Rows from a pointing dataset:
-=-=-=-=-
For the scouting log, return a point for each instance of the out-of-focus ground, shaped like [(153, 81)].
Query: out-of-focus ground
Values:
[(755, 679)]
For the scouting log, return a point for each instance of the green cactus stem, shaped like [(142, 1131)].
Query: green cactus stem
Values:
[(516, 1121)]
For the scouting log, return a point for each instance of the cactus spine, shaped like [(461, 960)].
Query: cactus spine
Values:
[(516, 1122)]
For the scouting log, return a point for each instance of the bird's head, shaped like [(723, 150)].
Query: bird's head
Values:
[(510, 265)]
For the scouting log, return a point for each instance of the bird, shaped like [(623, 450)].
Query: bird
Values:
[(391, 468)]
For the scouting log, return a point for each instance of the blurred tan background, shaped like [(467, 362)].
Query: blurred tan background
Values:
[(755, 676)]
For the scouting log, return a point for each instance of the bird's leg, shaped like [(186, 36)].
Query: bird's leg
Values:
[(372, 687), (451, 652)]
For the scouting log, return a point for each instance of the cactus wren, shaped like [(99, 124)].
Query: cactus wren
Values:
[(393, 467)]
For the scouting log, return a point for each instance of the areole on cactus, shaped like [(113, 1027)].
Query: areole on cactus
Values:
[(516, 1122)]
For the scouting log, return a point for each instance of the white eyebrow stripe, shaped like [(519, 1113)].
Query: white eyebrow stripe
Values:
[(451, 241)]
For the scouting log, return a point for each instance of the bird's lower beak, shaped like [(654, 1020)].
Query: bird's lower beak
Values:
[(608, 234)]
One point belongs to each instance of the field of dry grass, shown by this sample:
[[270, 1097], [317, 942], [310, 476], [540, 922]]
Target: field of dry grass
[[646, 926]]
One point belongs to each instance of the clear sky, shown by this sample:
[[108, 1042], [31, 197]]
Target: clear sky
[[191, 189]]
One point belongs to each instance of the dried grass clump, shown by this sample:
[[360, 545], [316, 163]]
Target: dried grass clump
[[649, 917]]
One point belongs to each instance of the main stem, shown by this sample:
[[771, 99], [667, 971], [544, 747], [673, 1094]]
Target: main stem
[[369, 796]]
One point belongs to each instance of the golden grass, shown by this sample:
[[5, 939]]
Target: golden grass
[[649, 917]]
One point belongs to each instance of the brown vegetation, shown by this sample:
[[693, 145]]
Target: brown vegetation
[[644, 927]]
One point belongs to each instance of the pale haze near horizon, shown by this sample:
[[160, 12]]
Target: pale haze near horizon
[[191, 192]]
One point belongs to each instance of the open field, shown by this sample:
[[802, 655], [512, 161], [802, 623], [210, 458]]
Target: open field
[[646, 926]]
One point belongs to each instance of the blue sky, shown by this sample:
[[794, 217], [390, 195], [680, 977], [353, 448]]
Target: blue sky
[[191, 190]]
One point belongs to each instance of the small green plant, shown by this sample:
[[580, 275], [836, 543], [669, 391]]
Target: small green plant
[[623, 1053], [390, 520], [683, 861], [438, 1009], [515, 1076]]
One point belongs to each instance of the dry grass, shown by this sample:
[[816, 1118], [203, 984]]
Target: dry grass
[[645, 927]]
-=-=-=-=-
> What is required: Render every line of the rows above as a numbered list, omitting any blank lines.

> The answer:
1. For the scouting log, return a point for each instance of the out-of-focus ground, shaped like [(153, 81)].
2. Query: out-of-focus ground
3. Values:
4. [(755, 679)]
5. For the scouting log, return a point for each instance of the green cactus stem, shaped like [(142, 1131)].
6. Query: green cactus stem
7. Values:
8. [(516, 1121)]
9. For the scouting log, return a point for each instance of the cactus spine, shaped like [(461, 960)].
10. Query: cactus spine
11. Values:
12. [(516, 1122)]
13. For the scouting log, return a point for each instance of the bird's head, shaped like [(723, 150)].
14. Query: bird's head
15. Values:
16. [(510, 265)]
17. For the scouting log, return a point for each instance of the bird, shaped like [(623, 450)].
18. Query: bird
19. Values:
20. [(391, 468)]
21. For the scouting log, return a point for each instance of the blurred tan background, shaped like [(467, 362)].
22. Query: blurred tan background
23. Values:
24. [(755, 676)]
25. For the scouting log, return a point for each instance of the bird's leg, shaped like [(186, 36)].
26. Query: bird's leg
27. Values:
28. [(372, 687), (451, 652)]
29. For the scouting log, return a point for each instance of the cactus wren, shaped like [(99, 124)].
30. Query: cactus wren
31. Values:
32. [(393, 467)]
33. For the scouting log, return a point for each instance of the areole on cactus, shaped like [(113, 1027)].
34. Query: areole on cactus
35. Values:
36. [(516, 1122)]
37. For the scouting log, return a point for each instance of the white eyebrow stripe, shaped like [(519, 1113)].
38. Query: white eyebrow stripe
39. Values:
40. [(451, 241)]
41. For the scouting log, return a point for each instance of the bird's lower beak, shaped like [(654, 1020)].
42. Query: bird's lower beak
43. Values:
44. [(608, 234)]
45. One point belongs to each instance of the field of dry grass, shown by this sample:
46. [[270, 1097], [317, 942], [310, 476], [540, 922]]
47. Target: field of dry grass
48. [[646, 926]]
49. One point belongs to each instance of the clear sky, shown by this sample:
50. [[108, 1042], [31, 197]]
51. Target: clear sky
52. [[191, 189]]
53. One point belongs to each instance of the dried grass clump, shown by this sample:
54. [[360, 545], [316, 163]]
55. Target: dried grass clump
56. [[649, 917]]
57. One point belongs to each instance of the main stem, shown by this sample:
58. [[771, 99], [667, 971], [544, 747], [673, 1094]]
59. Target: main stem
60. [[369, 796]]
61. One point belongs to each instance of the golden grass, shown by this sample:
62. [[5, 939]]
63. Target: golden grass
64. [[649, 917]]
65. One point belongs to each instance of the brown vegetation, shown by this sample:
66. [[693, 145]]
67. Target: brown vegetation
68. [[644, 927]]
69. One point belongs to each instance of the pale haze near horizon, shown by this sample:
70. [[160, 12]]
71. Target: pale haze near horizon
72. [[191, 192]]
73. One point belongs to each instance of the open field, shown by this sample:
74. [[802, 655], [512, 161], [802, 623], [210, 458]]
75. Target: open field
76. [[646, 926]]
77. One point belongs to each instance of the blue sky, shown by this sample:
78. [[794, 217], [390, 195], [680, 977], [353, 448]]
79. Target: blue sky
80. [[191, 190]]
81. One point belongs to each instance of the small green plant, shown by this sample:
82. [[580, 275], [836, 543], [669, 391]]
83. Target: small green plant
84. [[623, 1053], [390, 520], [683, 861], [438, 1009], [515, 1076]]
85. One point belongs to each instance of the dry grass, shown by this sample:
86. [[816, 1118], [203, 984]]
87. Target: dry grass
88. [[645, 927]]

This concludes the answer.